- [AIM]: Pick out every line of the data below that contains the string "dark", matching case exactly, and copy each one.

[START OF RECORDED INFORMATION]

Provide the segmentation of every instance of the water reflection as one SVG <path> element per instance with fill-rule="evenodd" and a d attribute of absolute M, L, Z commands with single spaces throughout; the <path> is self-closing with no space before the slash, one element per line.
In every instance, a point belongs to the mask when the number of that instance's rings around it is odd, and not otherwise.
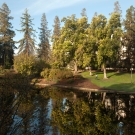
<path fill-rule="evenodd" d="M 54 90 L 56 92 L 63 97 L 52 98 L 56 103 L 51 121 L 61 134 L 135 134 L 135 95 Z"/>
<path fill-rule="evenodd" d="M 55 87 L 0 92 L 1 135 L 135 134 L 133 94 Z"/>

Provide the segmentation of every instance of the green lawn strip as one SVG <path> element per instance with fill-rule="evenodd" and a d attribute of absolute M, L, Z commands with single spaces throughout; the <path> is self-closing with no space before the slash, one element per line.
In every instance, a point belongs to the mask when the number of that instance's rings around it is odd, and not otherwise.
<path fill-rule="evenodd" d="M 96 74 L 98 75 L 97 79 L 95 77 Z M 135 92 L 135 74 L 132 74 L 132 83 L 130 73 L 107 72 L 108 79 L 103 79 L 103 72 L 93 72 L 92 76 L 89 75 L 89 72 L 83 72 L 81 75 L 84 78 L 90 79 L 92 83 L 101 88 Z"/>

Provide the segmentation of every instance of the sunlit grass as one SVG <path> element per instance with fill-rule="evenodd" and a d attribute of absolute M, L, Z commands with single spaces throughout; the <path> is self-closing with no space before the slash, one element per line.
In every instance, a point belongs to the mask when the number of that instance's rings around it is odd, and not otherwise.
<path fill-rule="evenodd" d="M 98 75 L 98 78 L 95 75 Z M 135 92 L 135 74 L 107 72 L 108 79 L 103 79 L 103 72 L 93 72 L 90 76 L 89 72 L 83 72 L 81 75 L 88 78 L 92 83 L 105 89 Z"/>

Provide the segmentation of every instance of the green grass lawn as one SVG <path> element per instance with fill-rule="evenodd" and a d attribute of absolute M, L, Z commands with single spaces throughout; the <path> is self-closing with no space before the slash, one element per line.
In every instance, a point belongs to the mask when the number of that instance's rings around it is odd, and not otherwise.
<path fill-rule="evenodd" d="M 95 75 L 98 75 L 96 79 Z M 90 76 L 89 72 L 83 72 L 81 75 L 88 78 L 92 83 L 102 88 L 107 88 L 116 91 L 135 92 L 135 74 L 107 72 L 108 79 L 103 79 L 103 72 L 93 72 Z M 132 83 L 131 83 L 132 80 Z"/>

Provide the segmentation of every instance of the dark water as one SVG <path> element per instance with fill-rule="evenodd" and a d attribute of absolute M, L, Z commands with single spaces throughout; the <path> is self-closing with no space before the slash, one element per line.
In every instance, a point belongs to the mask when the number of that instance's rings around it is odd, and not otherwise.
<path fill-rule="evenodd" d="M 135 95 L 55 87 L 1 98 L 0 135 L 135 135 Z"/>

[END OF RECORDED INFORMATION]

- [FULL SOLUTION]:
Provide the segmentation of every instance of the dark water as one SVG <path> element per instance with fill-rule="evenodd" and a d attribute of absolute M, L, Z commands with single spaces throughout; the <path> is self-closing with no space before the slash, one element per line.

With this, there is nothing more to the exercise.